═════ Records supplied

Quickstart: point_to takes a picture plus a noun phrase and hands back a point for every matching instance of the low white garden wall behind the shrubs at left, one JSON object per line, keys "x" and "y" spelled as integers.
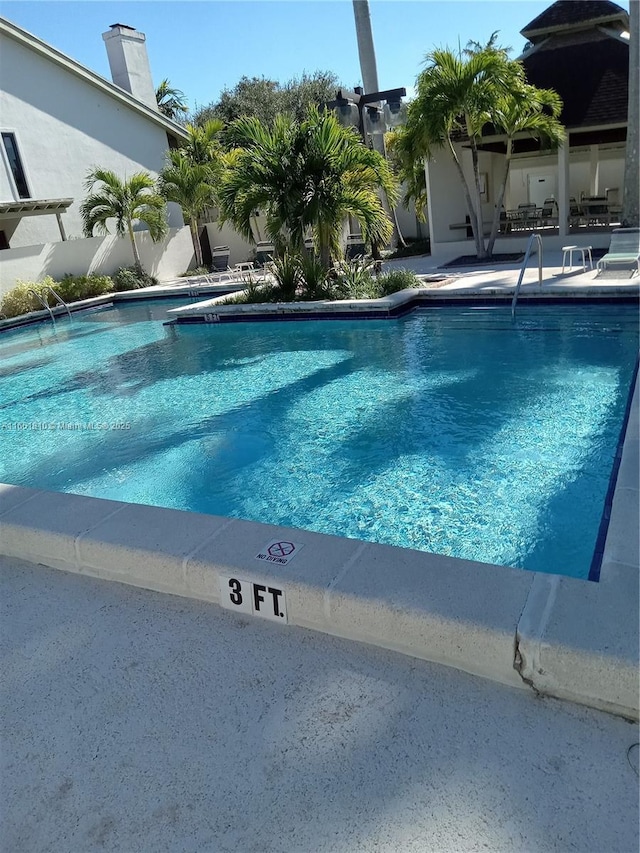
{"x": 165, "y": 260}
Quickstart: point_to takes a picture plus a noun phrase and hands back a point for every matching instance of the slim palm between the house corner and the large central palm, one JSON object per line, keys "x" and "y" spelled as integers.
{"x": 191, "y": 186}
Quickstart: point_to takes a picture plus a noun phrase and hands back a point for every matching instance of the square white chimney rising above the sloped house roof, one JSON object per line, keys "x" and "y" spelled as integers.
{"x": 129, "y": 63}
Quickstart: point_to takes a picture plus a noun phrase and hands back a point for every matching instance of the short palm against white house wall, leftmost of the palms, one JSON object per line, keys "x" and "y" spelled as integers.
{"x": 126, "y": 201}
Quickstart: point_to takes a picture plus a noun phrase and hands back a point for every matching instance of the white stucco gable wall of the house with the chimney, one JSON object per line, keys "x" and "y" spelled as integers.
{"x": 64, "y": 127}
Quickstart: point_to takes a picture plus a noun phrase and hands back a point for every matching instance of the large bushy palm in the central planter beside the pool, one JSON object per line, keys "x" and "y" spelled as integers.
{"x": 308, "y": 175}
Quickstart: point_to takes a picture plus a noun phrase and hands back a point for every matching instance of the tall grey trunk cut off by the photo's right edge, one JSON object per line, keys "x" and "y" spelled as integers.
{"x": 630, "y": 202}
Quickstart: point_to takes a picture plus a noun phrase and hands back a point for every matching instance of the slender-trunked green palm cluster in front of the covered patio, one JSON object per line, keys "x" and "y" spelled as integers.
{"x": 459, "y": 95}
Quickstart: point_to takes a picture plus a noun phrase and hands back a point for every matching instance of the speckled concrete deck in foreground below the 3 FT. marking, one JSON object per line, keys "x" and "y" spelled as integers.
{"x": 136, "y": 721}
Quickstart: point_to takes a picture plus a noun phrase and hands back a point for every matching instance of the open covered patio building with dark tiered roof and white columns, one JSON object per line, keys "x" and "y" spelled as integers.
{"x": 580, "y": 49}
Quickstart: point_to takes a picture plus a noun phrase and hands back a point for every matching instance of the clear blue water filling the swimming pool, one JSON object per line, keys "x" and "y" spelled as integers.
{"x": 449, "y": 431}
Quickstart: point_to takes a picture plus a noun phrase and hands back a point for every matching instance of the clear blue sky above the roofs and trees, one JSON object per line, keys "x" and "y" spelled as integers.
{"x": 205, "y": 47}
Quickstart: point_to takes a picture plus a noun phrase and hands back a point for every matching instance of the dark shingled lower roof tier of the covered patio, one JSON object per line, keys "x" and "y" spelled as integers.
{"x": 592, "y": 78}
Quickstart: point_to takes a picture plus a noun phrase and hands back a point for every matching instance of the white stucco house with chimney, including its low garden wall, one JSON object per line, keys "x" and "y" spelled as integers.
{"x": 58, "y": 120}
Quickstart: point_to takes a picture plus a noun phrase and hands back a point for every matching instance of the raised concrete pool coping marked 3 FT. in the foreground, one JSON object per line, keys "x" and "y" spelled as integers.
{"x": 572, "y": 639}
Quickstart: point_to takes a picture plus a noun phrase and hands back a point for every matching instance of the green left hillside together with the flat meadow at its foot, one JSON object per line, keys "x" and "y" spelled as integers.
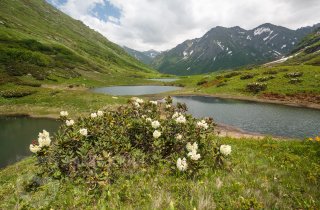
{"x": 41, "y": 45}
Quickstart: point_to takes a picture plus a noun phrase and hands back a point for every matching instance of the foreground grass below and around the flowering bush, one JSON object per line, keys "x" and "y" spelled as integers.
{"x": 264, "y": 173}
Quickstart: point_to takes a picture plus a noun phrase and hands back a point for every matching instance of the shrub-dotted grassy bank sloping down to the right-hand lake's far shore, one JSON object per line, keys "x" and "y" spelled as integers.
{"x": 285, "y": 83}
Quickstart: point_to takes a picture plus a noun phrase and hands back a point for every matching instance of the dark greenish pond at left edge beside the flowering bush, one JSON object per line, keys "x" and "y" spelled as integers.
{"x": 16, "y": 134}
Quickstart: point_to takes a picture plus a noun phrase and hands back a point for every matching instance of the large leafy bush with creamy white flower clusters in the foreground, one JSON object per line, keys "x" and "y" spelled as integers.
{"x": 100, "y": 147}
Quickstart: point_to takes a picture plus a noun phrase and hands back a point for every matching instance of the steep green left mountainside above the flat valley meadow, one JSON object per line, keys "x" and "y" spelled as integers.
{"x": 39, "y": 40}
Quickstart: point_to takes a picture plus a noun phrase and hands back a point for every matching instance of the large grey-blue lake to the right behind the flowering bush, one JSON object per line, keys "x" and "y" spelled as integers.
{"x": 272, "y": 119}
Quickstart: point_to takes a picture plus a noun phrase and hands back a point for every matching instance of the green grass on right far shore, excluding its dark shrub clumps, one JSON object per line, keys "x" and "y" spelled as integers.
{"x": 234, "y": 85}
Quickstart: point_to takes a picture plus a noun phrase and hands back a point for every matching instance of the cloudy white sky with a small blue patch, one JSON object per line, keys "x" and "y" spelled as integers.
{"x": 163, "y": 24}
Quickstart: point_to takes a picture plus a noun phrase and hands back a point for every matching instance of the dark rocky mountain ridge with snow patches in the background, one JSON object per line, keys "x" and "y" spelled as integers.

══════════

> **Work request**
Copy out the entries exactly. No pictures.

> **Answer below**
Quickstart: point_to takes a picture plus a noun phrase and hands back a point for every matching instance of the low white garden wall behind the shrubs at left, one JSON object per line, keys "x" and "y" spelled as integers.
{"x": 165, "y": 260}
Quickstart: point_to takes a picture plus a noun phrase and hands back a point for every matching instance of the slim palm between the house corner and the large central palm, one JSON object per line, keys "x" and "y" spelled as integers.
{"x": 191, "y": 186}
Quickstart: point_to takes a picture plus a noun phrase and hands back a point for every matching instance of the square white chimney rising above the sloped house roof, one JSON object per line, keys "x" and "y" spelled as integers.
{"x": 129, "y": 63}
Quickstart: point_to takes a picture plus a noun phrase and hands back a point for every matching instance of the short palm against white house wall, leftmost of the palms, one JSON object per line, keys "x" and "y" spelled as integers.
{"x": 126, "y": 201}
Quickstart: point_to takes a picture plus a noun phrase and hands back a point for every matching instance of the white stucco gable wall of the house with the chimney, one JSON object per line, keys "x" and "y" spelled as integers.
{"x": 64, "y": 127}
Quickstart: point_to takes a picture plus a noun phrase and hands back a point for every matching instance of the large bushy palm in the central planter beside the pool, one JSON object per line, keys "x" and "y" spelled as integers.
{"x": 308, "y": 175}
Quickstart: point_to takes a picture plus a noun phrase and hands back a point for every matching instance of the tall grey trunk cut off by the photo's right edge, one JSON object per line, keys "x" and "y" spelled as integers.
{"x": 630, "y": 202}
Quickstart: point_to takes a picture plus a noun phrase and hands back a point for every matching instance of the slender-trunked green palm cluster in front of the covered patio, one JSON object per line, keys "x" and "y" spelled as integers.
{"x": 459, "y": 95}
Quickstart: point_to takes a picture plus a noun phrase and hands back a point for every matching instance of the speckled concrete deck in foreground below the 3 FT. marking, one JSON object per line, keys "x" and "y" spelled as integers.
{"x": 136, "y": 721}
Quickstart: point_to takes a picture plus a noun phrase and hands back a point for every matching instance of the open covered patio building with dark tiered roof and white columns, one JSON object per line, keys "x" and "y" spelled as integers.
{"x": 580, "y": 49}
Quickstart: point_to takes a picture plus a noun phrase and hands back a point for every matching instance of the clear blue water filling the swimming pool, one JSON object per line, keys "x" and "y" spelled as integers.
{"x": 449, "y": 431}
Quickstart: point_to takes a picture plus a noun phrase and hands back a point for every matching instance of the clear blue sky above the roofs and trees, one JSON object per line, keys "x" and "y" spelled as integers.
{"x": 205, "y": 47}
Quickstart: point_to takes a picture plus a noun phrase and hands back a point for every matching instance of the dark shingled lower roof tier of the covered patio, one JSON object per line, keys "x" and "y" spelled as integers.
{"x": 592, "y": 78}
Quickstart: point_to takes a picture plus a noun phrase and hands back a point for every matching instance of the white stucco house with chimney, including its low garden wall, one JSON object per line, keys "x" and "y" spelled as integers.
{"x": 58, "y": 120}
Quickstart: point_to takes a picture plus a noun phrase and hands back a point for every matching instance of the raised concrete pool coping marked 3 FT. in the foreground, one JSON object per line, keys "x" and "y" spelled as integers.
{"x": 572, "y": 639}
Quickstart: point_to takes a picture plus a noun phrase and hands back a point for every matching instance of the green left hillside together with the flat meadow at its foot, one JSON object per line, keys "x" and "y" spelled as integers.
{"x": 41, "y": 45}
Quickstart: point_to takes a picture plus a noun phrase and hands back a point for every matching instance of the foreground grass below and around the flowering bush, one JSON object per line, keys "x" and "y" spelled as integers.
{"x": 264, "y": 173}
Quickstart: point_to takes a picture plus a noun phrase and hands back a point for every matching instance of the shrub-dotted grassy bank sloping down to the right-hand lake's far shore, one JSON object per line, keys "x" and "y" spelled as integers.
{"x": 285, "y": 83}
Quickstart: point_to takes a picture plus a noun phrase and hands back a point for every matching instance of the dark greenish pond at left edge beside the flowering bush, one JSON object per line, keys "x" and "y" spelled as integers.
{"x": 16, "y": 134}
Quickstart: point_to takes a picture plus a noun phrase and hands back a point for every matching instance of the large leafy bush with creamy white flower clusters in the foreground, one JSON object per line, keys "x" and "y" spelled as integers.
{"x": 100, "y": 147}
Quickstart: point_to takes a picture plus a noun phrase and hands back a point for every matching instance of the steep green left mountainside above the flat valley meadow, one JSON object per line, keys "x" and "y" spelled as integers.
{"x": 39, "y": 40}
Quickstart: point_to takes a picture plus a noun phrase and hands back a point for every matching instance of the large grey-blue lake to the right behind the flowering bush, one JSON object per line, keys "x" and "y" spelled as integers.
{"x": 272, "y": 119}
Quickstart: point_to takes a picture plus a noun phrase and hands back a point for every matching instance of the green grass on right far shore, excluding its dark shrub clumps, one JSON object per line, keys "x" and "y" spelled as integers.
{"x": 234, "y": 85}
Quickstart: point_to takes a picture plus a noun phrase and hands back a point for every matching instance of the cloudy white sky with a small blue patch, one JSON object per line, keys "x" and "y" spelled as integers.
{"x": 163, "y": 24}
Quickstart: point_to takes a picture plus a noun phrase and hands back a point for every matching instance of the dark rocky mountain ridge with snow patches in the background, one JSON object per line, keys "x" and "y" spelled as integers.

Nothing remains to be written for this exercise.